▶ **Written request**: Retype the records from the line with "Expected behaviour: a marker sits on the silver" to the line with "<point>712,551</point>", both included, with no changes.

▶ **Provided data**:
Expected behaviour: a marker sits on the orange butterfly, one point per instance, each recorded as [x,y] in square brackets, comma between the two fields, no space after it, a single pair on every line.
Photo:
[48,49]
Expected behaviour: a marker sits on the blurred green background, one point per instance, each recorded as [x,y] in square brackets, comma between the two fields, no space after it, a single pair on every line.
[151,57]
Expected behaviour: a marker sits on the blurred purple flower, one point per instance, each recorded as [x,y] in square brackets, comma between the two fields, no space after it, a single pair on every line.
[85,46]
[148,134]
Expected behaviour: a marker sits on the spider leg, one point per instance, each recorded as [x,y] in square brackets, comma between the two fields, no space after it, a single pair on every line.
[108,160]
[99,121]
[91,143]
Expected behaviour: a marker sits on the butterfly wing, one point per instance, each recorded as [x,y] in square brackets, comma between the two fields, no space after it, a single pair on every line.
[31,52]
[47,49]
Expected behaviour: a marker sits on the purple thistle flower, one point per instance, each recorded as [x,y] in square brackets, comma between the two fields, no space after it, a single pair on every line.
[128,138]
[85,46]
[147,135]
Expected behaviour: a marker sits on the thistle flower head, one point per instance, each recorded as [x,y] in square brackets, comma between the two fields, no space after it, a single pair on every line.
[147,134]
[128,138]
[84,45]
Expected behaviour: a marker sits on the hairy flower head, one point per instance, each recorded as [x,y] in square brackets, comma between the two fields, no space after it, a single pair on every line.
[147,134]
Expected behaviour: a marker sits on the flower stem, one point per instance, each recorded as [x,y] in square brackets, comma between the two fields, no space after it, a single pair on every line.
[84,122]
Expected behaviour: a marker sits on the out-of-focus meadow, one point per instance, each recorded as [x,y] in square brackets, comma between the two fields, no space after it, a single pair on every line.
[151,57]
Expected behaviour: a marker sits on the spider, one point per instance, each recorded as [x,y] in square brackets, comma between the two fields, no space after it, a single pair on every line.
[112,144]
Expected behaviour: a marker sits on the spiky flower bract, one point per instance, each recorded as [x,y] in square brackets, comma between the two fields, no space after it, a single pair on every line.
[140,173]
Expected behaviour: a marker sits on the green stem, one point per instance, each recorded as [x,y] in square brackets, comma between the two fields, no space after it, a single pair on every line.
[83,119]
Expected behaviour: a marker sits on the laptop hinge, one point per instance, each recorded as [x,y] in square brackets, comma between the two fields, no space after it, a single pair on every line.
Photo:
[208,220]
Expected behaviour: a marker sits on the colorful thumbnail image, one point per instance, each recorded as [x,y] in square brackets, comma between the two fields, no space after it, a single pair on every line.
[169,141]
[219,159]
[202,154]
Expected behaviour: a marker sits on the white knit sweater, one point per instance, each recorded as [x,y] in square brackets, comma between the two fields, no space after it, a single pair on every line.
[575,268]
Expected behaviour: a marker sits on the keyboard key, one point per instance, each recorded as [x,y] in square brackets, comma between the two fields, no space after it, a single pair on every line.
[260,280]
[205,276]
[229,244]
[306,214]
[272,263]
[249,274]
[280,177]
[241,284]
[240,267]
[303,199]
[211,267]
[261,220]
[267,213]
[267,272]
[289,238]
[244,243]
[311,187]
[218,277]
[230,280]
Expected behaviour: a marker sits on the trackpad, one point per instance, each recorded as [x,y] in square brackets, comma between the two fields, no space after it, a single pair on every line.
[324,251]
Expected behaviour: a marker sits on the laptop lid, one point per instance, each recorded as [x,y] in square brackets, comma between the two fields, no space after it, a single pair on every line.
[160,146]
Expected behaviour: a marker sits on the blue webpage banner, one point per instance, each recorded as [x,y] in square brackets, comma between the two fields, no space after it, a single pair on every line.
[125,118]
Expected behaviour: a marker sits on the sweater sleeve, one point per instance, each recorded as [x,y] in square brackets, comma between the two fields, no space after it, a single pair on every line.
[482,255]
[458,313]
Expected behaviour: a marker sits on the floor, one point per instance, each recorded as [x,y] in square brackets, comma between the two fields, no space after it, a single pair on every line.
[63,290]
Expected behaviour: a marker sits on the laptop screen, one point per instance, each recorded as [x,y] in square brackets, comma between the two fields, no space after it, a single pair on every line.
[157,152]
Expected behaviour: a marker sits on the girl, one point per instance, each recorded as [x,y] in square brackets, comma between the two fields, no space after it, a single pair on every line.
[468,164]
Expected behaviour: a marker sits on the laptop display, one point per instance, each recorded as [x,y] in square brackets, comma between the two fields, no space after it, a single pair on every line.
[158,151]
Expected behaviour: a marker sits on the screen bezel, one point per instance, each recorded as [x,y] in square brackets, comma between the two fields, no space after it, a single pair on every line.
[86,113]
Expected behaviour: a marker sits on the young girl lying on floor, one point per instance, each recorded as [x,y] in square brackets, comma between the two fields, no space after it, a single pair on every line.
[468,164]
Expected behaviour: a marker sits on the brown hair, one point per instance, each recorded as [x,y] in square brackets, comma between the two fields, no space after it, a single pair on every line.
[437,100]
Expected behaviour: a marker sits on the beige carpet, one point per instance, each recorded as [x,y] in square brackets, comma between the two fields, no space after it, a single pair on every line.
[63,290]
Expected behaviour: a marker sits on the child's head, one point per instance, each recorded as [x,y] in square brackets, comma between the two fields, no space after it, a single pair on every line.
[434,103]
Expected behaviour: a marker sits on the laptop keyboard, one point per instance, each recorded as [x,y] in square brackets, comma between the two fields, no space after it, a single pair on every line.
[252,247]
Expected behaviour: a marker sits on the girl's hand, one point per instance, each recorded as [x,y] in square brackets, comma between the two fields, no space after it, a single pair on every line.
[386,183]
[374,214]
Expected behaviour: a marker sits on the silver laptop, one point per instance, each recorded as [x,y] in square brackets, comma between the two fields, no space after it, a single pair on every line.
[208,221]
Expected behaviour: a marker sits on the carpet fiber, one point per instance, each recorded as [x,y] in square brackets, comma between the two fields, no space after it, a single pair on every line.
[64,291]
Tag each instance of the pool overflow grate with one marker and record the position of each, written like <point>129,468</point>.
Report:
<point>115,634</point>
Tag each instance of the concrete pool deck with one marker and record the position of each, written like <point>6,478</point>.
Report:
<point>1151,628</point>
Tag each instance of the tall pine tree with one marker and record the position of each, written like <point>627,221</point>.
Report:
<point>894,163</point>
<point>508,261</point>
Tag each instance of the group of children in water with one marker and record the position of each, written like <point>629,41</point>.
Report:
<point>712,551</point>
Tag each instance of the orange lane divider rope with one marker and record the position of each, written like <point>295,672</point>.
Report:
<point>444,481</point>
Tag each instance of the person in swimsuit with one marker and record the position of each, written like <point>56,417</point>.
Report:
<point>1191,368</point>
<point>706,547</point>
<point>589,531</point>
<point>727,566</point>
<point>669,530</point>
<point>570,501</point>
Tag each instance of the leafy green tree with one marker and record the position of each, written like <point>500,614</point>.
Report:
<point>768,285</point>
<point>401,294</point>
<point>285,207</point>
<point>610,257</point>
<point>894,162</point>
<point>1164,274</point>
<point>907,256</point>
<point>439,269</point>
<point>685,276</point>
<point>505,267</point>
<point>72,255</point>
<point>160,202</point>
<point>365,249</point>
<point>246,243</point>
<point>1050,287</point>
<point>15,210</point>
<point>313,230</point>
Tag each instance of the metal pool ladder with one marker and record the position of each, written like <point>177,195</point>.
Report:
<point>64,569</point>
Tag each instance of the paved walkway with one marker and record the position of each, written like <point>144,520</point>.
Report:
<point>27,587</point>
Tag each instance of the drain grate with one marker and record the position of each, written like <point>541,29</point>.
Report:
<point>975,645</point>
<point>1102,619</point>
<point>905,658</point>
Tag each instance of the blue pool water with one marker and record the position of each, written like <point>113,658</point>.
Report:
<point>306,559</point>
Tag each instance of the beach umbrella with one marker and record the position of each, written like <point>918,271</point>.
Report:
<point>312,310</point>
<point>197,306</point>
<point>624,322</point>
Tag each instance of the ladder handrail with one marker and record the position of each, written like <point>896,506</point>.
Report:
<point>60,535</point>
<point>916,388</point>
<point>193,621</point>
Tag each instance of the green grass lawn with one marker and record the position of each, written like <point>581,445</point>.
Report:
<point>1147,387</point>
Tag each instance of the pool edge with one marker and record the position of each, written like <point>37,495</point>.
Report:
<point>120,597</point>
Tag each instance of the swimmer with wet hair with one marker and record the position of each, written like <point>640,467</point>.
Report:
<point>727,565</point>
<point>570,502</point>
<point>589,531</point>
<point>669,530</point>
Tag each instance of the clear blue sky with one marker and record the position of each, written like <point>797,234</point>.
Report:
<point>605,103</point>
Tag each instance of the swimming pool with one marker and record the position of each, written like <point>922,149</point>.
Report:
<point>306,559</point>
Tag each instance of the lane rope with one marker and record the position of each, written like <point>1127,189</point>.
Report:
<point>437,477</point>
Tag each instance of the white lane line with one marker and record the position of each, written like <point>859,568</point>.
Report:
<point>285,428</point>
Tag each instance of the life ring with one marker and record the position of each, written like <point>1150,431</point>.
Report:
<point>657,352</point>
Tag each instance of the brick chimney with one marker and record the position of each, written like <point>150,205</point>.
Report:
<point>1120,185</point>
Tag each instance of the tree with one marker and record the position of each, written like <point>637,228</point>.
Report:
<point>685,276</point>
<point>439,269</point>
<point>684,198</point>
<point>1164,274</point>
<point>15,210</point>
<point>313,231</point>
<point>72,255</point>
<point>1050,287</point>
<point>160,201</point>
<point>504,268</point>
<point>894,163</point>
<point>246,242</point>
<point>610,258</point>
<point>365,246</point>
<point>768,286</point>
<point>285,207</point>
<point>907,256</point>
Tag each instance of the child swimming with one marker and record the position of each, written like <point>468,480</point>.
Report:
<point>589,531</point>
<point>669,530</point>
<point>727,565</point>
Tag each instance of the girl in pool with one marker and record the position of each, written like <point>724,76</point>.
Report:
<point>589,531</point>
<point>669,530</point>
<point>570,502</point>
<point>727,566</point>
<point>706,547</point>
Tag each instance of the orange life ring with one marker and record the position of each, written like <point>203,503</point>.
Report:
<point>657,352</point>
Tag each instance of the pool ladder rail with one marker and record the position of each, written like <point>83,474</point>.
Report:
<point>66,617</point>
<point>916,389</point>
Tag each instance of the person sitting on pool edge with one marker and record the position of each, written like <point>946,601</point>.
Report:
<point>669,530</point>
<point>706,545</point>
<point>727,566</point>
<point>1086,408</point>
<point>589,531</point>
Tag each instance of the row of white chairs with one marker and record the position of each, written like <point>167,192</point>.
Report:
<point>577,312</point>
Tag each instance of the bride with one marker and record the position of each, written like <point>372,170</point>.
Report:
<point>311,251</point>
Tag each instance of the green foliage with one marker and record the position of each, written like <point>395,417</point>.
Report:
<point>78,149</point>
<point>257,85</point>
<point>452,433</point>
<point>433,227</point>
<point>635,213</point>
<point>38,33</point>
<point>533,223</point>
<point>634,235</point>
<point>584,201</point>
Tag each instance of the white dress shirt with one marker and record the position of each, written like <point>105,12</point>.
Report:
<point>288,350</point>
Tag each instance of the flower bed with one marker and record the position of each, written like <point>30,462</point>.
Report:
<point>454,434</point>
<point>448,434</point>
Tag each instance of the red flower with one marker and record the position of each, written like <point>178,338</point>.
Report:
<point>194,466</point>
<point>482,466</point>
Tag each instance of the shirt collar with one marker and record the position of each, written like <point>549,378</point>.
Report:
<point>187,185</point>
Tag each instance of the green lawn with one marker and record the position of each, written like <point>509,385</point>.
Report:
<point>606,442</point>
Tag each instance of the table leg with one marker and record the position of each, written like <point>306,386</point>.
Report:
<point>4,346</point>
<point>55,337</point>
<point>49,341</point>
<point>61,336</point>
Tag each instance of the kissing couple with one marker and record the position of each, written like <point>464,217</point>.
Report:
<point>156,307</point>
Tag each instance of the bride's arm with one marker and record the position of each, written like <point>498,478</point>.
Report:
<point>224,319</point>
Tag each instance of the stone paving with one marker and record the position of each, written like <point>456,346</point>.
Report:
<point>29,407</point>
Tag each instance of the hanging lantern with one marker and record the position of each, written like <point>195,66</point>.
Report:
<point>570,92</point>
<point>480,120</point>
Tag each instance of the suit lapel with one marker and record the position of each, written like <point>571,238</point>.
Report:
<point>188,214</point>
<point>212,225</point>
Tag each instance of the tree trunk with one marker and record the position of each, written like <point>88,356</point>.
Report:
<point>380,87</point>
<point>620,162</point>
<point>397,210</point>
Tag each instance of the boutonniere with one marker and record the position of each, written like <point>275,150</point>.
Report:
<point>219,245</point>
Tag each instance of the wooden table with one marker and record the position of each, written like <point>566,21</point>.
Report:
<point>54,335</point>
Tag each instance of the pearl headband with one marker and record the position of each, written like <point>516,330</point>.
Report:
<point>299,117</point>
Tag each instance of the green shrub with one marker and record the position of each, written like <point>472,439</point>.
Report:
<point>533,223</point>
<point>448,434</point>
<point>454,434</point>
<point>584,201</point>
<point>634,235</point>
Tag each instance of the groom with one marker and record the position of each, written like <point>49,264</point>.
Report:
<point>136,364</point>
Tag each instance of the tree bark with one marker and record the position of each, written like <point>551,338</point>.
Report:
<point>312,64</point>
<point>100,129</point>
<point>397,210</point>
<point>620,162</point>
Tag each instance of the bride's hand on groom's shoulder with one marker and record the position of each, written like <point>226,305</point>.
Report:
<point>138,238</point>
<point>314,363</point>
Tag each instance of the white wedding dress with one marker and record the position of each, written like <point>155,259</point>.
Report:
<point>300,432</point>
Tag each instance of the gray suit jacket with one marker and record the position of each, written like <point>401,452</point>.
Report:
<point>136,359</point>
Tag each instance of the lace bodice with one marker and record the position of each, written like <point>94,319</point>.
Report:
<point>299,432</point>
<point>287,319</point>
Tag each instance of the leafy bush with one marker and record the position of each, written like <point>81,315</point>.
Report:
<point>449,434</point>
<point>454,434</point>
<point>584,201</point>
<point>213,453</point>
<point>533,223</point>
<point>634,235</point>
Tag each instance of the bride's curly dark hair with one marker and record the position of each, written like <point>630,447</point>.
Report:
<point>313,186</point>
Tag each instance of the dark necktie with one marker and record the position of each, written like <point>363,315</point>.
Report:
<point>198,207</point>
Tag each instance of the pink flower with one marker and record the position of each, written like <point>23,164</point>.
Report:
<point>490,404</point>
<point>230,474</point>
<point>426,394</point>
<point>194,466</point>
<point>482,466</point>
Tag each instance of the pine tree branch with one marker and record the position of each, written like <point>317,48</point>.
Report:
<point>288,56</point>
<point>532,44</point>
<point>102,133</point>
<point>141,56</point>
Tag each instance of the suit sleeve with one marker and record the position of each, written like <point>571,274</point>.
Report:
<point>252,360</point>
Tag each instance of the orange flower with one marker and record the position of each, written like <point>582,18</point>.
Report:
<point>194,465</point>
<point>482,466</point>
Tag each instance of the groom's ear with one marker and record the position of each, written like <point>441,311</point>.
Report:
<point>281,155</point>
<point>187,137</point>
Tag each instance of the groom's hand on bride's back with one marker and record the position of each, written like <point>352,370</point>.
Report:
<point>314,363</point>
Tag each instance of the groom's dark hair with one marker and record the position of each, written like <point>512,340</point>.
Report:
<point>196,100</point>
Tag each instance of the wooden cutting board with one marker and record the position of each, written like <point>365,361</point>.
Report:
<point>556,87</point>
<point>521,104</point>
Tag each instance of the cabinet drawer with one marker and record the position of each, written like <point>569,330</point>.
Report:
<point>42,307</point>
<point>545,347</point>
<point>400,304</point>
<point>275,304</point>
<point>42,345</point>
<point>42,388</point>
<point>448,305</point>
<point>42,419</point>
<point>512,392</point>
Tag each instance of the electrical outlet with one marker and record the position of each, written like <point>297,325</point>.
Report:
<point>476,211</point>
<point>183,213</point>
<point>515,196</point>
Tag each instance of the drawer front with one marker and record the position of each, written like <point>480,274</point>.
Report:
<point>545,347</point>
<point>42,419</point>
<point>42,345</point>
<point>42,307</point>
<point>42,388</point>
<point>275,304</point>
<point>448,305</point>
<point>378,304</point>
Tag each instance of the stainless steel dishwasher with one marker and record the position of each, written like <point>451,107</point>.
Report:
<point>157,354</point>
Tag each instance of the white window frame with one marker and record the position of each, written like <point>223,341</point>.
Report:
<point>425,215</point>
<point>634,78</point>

▶ **Task response**:
Expected behaviour: a marker sits on the silver laptop, one point per instance, each recorded as [x,y] in square brackets, comma between the two fields, no space after it, a single pair on every line.
[208,221]
Expected behaviour: a marker sits on the carpet fiber, one point per instance, each recorded as [x,y] in square brackets, comma between the two fields, no space after it, a single pair on every line.
[64,291]
Tag each instance of the pool overflow grate with one marker and record the position of each, written like <point>129,468</point>.
Report:
<point>115,634</point>
Tag each instance of the concrete pool deck with one marker and record the position of each, written like <point>6,478</point>.
Report:
<point>1151,628</point>
Tag each instance of the tall pine tree with one marker and record the position of each, written like <point>627,221</point>.
Report:
<point>894,163</point>
<point>508,261</point>
Tag each instance of the group of children in water with one marker and record the position of each, written like <point>629,41</point>.
Report:
<point>712,551</point>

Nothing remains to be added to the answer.